**What to produce**
From the data below, report how many lines contain the word "dark", giving the number and nothing else.

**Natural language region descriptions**
▼

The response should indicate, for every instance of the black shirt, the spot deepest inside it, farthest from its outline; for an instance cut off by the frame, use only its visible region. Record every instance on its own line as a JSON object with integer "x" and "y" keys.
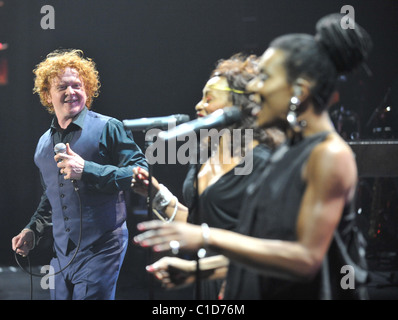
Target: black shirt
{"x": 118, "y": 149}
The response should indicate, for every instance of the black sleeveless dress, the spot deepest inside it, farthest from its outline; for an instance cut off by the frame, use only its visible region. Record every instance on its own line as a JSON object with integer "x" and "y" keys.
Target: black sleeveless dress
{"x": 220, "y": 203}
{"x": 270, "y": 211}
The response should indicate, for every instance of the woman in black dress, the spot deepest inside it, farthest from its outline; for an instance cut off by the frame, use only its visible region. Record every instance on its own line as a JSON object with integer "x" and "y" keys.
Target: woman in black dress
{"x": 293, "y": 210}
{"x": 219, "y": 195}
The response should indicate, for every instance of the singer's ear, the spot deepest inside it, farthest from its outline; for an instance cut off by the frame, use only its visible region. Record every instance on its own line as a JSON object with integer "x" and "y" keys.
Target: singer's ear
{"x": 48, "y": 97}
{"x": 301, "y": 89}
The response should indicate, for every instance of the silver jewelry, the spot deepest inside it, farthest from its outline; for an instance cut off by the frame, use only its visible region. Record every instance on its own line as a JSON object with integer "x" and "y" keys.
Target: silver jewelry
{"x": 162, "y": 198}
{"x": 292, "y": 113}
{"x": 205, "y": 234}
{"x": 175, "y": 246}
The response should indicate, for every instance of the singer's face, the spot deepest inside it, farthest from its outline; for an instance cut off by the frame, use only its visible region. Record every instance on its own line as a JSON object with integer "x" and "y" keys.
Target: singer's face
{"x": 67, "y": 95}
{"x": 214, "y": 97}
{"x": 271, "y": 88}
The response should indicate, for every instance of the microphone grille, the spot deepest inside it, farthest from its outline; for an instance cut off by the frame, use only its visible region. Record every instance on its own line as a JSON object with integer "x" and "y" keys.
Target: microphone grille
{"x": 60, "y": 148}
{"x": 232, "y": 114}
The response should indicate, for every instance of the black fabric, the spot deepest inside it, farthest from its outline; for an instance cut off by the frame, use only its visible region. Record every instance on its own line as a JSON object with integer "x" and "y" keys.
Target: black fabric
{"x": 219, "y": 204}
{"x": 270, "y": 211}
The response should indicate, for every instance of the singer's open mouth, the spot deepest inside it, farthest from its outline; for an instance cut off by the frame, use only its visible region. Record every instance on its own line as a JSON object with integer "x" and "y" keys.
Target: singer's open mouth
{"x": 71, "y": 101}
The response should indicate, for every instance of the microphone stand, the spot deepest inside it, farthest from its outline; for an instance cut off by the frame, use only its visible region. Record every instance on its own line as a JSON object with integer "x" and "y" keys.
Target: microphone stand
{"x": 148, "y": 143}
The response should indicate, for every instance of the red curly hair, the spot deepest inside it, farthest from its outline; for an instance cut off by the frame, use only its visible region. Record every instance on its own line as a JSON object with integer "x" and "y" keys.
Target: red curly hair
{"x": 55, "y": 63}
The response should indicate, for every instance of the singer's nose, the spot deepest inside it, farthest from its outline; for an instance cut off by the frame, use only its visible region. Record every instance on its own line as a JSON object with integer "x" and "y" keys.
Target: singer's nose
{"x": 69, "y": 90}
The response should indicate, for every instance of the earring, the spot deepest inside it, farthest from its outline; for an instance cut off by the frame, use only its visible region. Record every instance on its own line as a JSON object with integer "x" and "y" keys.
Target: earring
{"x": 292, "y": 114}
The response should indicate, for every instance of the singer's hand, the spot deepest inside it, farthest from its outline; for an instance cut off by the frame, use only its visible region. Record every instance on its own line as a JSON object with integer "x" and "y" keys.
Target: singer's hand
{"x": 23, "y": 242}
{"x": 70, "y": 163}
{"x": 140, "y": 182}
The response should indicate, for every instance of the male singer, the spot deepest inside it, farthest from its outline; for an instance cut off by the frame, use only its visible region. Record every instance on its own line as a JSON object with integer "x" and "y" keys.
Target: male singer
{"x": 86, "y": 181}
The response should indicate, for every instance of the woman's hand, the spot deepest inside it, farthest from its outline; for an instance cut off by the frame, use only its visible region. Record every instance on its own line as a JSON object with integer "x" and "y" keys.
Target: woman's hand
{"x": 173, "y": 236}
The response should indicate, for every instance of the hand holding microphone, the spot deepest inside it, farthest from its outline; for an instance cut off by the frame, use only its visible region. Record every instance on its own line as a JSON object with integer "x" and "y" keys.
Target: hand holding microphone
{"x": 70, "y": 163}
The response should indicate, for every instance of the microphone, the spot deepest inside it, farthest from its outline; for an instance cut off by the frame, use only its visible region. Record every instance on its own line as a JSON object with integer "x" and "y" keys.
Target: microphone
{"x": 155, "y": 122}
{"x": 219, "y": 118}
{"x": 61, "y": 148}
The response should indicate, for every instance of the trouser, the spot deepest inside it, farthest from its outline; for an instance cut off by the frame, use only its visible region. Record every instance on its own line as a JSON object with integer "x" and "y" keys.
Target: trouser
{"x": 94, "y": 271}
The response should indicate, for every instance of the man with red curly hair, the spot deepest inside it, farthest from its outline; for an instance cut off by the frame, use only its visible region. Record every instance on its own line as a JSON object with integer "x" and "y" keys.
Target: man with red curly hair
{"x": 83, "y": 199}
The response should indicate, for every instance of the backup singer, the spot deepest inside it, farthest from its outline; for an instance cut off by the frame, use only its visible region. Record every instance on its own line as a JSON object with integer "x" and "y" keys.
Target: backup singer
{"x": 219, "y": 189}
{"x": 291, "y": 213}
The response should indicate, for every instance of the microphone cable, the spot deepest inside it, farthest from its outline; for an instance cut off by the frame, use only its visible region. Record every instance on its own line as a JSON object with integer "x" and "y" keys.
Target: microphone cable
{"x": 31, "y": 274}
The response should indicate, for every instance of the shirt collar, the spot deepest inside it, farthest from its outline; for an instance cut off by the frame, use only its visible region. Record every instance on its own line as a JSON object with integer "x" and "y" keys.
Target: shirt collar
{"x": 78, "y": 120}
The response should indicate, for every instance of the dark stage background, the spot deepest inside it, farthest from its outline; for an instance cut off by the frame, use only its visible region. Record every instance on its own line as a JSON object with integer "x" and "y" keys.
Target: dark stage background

▲

**Your response**
2